Collected data
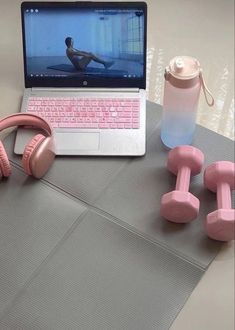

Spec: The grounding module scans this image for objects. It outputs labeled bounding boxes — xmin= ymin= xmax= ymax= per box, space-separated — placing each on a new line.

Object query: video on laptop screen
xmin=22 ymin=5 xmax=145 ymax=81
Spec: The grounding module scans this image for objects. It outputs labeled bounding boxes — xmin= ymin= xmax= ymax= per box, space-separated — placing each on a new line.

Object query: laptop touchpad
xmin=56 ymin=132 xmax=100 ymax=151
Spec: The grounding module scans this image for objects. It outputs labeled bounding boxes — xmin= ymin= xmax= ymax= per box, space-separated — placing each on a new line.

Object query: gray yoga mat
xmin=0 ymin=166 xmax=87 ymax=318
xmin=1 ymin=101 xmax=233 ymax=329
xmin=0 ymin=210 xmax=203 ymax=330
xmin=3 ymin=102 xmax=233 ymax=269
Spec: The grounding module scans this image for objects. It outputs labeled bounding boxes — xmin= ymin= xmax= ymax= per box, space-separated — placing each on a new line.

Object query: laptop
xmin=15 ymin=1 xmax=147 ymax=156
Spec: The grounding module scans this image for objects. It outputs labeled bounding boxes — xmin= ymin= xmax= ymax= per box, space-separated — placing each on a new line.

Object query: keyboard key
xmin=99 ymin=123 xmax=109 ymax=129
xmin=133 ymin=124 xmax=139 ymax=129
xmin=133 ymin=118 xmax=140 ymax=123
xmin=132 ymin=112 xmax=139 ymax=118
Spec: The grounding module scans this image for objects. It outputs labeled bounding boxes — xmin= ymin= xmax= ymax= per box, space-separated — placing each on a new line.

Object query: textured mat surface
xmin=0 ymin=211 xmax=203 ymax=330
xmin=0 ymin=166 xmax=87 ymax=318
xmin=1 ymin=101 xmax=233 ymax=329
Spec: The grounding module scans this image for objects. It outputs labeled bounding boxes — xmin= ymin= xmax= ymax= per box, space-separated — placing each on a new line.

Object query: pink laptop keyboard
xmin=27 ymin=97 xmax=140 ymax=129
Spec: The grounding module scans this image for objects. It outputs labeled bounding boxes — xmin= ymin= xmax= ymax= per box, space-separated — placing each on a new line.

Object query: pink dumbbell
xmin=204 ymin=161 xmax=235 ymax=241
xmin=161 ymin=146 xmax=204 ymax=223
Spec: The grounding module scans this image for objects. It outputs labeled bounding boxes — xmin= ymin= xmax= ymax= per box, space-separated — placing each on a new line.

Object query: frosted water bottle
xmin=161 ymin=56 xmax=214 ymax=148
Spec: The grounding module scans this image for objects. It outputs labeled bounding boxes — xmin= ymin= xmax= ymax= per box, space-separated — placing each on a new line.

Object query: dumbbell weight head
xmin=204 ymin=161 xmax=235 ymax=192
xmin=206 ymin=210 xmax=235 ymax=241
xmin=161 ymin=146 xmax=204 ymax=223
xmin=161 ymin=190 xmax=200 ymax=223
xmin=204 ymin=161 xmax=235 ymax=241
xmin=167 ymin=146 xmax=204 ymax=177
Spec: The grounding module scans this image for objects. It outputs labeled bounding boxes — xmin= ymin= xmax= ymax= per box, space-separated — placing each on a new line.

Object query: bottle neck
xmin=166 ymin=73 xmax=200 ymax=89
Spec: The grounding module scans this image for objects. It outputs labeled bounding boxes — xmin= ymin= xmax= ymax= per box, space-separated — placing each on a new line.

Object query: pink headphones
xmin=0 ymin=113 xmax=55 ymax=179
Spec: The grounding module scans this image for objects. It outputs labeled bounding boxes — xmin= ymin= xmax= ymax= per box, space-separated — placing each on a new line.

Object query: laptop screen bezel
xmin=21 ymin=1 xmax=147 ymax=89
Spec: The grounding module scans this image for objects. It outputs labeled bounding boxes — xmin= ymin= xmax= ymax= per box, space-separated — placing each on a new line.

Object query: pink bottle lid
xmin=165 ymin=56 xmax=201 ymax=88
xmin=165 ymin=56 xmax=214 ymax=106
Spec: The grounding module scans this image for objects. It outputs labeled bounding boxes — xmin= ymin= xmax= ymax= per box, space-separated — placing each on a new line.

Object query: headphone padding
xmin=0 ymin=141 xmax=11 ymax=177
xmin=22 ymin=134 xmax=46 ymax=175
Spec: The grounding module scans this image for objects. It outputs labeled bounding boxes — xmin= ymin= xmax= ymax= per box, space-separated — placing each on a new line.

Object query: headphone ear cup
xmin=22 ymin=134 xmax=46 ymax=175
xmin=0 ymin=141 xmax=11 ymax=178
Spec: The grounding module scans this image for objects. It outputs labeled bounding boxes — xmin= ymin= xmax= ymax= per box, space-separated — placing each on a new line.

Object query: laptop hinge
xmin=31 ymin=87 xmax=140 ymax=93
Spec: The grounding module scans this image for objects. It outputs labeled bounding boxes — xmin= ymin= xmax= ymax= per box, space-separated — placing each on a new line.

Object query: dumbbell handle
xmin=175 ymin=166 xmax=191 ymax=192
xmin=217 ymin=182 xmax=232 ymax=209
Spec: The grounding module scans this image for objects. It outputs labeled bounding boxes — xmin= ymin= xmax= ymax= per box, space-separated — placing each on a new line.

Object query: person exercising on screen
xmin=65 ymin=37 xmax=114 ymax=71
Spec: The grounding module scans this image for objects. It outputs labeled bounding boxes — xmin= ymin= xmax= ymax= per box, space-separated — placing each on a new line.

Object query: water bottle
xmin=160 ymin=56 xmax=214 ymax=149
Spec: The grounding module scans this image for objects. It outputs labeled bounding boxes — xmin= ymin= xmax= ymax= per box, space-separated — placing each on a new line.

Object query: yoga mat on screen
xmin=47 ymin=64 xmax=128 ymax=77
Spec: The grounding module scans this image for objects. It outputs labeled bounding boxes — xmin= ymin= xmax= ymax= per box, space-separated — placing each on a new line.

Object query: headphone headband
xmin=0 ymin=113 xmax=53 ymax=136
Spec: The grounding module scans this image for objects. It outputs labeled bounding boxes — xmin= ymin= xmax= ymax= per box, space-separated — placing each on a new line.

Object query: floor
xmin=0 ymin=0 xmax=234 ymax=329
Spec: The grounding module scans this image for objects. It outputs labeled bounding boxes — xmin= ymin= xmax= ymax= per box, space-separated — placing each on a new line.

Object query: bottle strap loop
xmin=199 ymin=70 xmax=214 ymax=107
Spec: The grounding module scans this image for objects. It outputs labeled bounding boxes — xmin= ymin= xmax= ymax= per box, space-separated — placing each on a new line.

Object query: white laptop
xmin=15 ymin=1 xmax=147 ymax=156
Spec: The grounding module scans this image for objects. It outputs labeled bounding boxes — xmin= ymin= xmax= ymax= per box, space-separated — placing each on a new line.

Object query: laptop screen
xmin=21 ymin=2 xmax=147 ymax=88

● Problem requirements
Nothing but the exact text of the records should appear in your answer, with no pictures. Please write it out.

● Written answer
Spec: The grounding module scans this image for objects. It outputs labeled bounding boxes — xmin= ymin= xmax= ymax= per box, space-separated — placing each on a new line.

Object query: video on laptop screen
xmin=22 ymin=5 xmax=145 ymax=81
Spec: The grounding module scans this image for objects. It outputs labeled bounding boxes — xmin= ymin= xmax= ymax= per box, space-separated — placing each on a new line.

Object query: laptop touchpad
xmin=56 ymin=132 xmax=100 ymax=151
Spec: The grounding module scans this image for objects. It outputs labeled bounding boxes — xmin= ymin= xmax= ymax= per box, space-separated — placing each on a new line.

Object query: gray yoga mat
xmin=0 ymin=166 xmax=87 ymax=318
xmin=1 ymin=101 xmax=233 ymax=329
xmin=0 ymin=210 xmax=203 ymax=330
xmin=3 ymin=102 xmax=233 ymax=269
Spec: The grounding module scans this image for objects. It outputs labeled bounding boxes — xmin= ymin= xmax= ymax= per box, space-separated — placing each on a new line.

Object query: laptop
xmin=15 ymin=1 xmax=147 ymax=156
Spec: The grounding module scans this image for objects. It outputs labeled bounding boxes — xmin= ymin= xmax= ymax= per box, space-separated — placing each on a new line.

Object query: keyboard key
xmin=99 ymin=123 xmax=109 ymax=129
xmin=133 ymin=124 xmax=139 ymax=129
xmin=133 ymin=118 xmax=140 ymax=123
xmin=132 ymin=112 xmax=139 ymax=118
Spec: The grounding module scans this image for objects. It outputs labeled bounding boxes — xmin= ymin= xmax= ymax= per box, space-separated — placing each on a new line.

Object query: textured mat surface
xmin=0 ymin=211 xmax=203 ymax=330
xmin=0 ymin=166 xmax=87 ymax=318
xmin=1 ymin=101 xmax=233 ymax=329
Spec: The grounding module scans this image for objects. It outputs labeled bounding boxes — xmin= ymin= xmax= ymax= per box, space-separated — placing each on a new line.

Object query: pink laptop keyboard
xmin=27 ymin=97 xmax=140 ymax=129
Spec: The grounding module scans this image for objects. It outputs labeled bounding boxes — xmin= ymin= xmax= ymax= per box, space-separated — placing each on a new line.

Object query: pink dumbbell
xmin=204 ymin=161 xmax=235 ymax=241
xmin=161 ymin=146 xmax=204 ymax=223
Spec: The grounding module scans this image for objects. It outputs labeled bounding boxes — xmin= ymin= xmax= ymax= per box, space-separated — placing each on a new line.

Object query: frosted water bottle
xmin=161 ymin=56 xmax=214 ymax=148
Spec: The grounding module scans this image for objects. It outputs labeled bounding boxes — xmin= ymin= xmax= ymax= per box, space-separated — placing each on a new line.

Object query: dumbbell weight head
xmin=204 ymin=161 xmax=235 ymax=192
xmin=206 ymin=210 xmax=235 ymax=241
xmin=161 ymin=146 xmax=204 ymax=223
xmin=161 ymin=190 xmax=200 ymax=223
xmin=204 ymin=161 xmax=235 ymax=241
xmin=167 ymin=146 xmax=204 ymax=177
Spec: The grounding module scans this image for objects. It outputs labeled bounding boxes — xmin= ymin= xmax= ymax= per box, space-separated — placing each on a new line.

Object query: bottle neck
xmin=166 ymin=73 xmax=200 ymax=89
Spec: The grounding module scans this image for objects. It outputs labeled bounding boxes — xmin= ymin= xmax= ymax= per box, space-separated — placing each on a new line.

Object query: pink headphones
xmin=0 ymin=113 xmax=55 ymax=179
Spec: The grounding module scans this image for objects. It outputs labeled bounding boxes — xmin= ymin= xmax= ymax= per box, space-separated — placing each on a new line.

Object query: laptop screen bezel
xmin=21 ymin=1 xmax=147 ymax=89
Spec: The grounding module scans this image for objects. It outputs labeled bounding boxes — xmin= ymin= xmax= ymax= per box, space-separated — placing each on a new line.

Object query: pink bottle lid
xmin=165 ymin=56 xmax=201 ymax=88
xmin=165 ymin=56 xmax=214 ymax=106
Spec: The grounding module scans this image for objects. It outputs labeled bounding boxes — xmin= ymin= xmax= ymax= per box, space-separated — placing each on a new line.

Object query: headphone padding
xmin=0 ymin=141 xmax=11 ymax=177
xmin=22 ymin=134 xmax=46 ymax=175
Spec: The grounding module scans this image for objects. It outputs labeled bounding boxes — xmin= ymin= xmax= ymax= per box, space-separated — placing each on a new line.

Object query: headphone ear cup
xmin=22 ymin=134 xmax=46 ymax=175
xmin=0 ymin=141 xmax=11 ymax=178
Spec: The grounding module scans this image for objects. It outputs labeled bounding boxes — xmin= ymin= xmax= ymax= per box, space-separated — placing each on a new line.

Object query: laptop hinge
xmin=31 ymin=87 xmax=140 ymax=93
Spec: The grounding module scans this image for objects. It outputs labeled bounding boxes — xmin= ymin= xmax= ymax= per box, space-separated — placing each on a new line.

Object query: dumbbell handle
xmin=175 ymin=166 xmax=191 ymax=192
xmin=217 ymin=182 xmax=232 ymax=209
Spec: The grounding module scans this image for objects. It outputs labeled bounding boxes — xmin= ymin= xmax= ymax= per box, space-separated — placing each on a new line.

Object query: person exercising on screen
xmin=65 ymin=37 xmax=114 ymax=71
Spec: The grounding module scans this image for objects. It outputs labeled bounding boxes — xmin= ymin= xmax= ymax= per box, space-separated — placing each on a new line.

Object query: water bottle
xmin=160 ymin=56 xmax=214 ymax=149
Spec: The grounding module scans this image for objects. It outputs labeled bounding boxes — xmin= ymin= xmax= ymax= per box, space-separated — placing each on a new line.

Object query: yoga mat on screen
xmin=47 ymin=64 xmax=128 ymax=77
Spec: The grounding module scans this image for objects. It outputs labeled bounding boxes — xmin= ymin= xmax= ymax= per box, space-separated — placing each on a new line.

Object query: headphone headband
xmin=0 ymin=113 xmax=53 ymax=136
Spec: The grounding module scans this image for objects. It outputs labeled bounding boxes — xmin= ymin= xmax= ymax= per box, space-separated — placing each on a new line.

Object query: floor
xmin=0 ymin=0 xmax=234 ymax=329
Spec: The grounding module scans this image for objects. It outputs labeled bounding boxes — xmin= ymin= xmax= ymax= per box, space-separated — placing each on a new line.

Object query: bottle strap loop
xmin=199 ymin=70 xmax=214 ymax=107
Spec: The grounding module scans this image for objects. It outputs labeled bounding boxes — xmin= ymin= xmax= ymax= per box, space-separated — placing each on a new line.

Object query: white laptop
xmin=15 ymin=1 xmax=147 ymax=156
Spec: The grounding module scans this image for objects. It outputs labeled bounding boxes — xmin= ymin= xmax= ymax= per box, space-separated — placing each on a new line.

Object query: laptop screen
xmin=21 ymin=2 xmax=147 ymax=88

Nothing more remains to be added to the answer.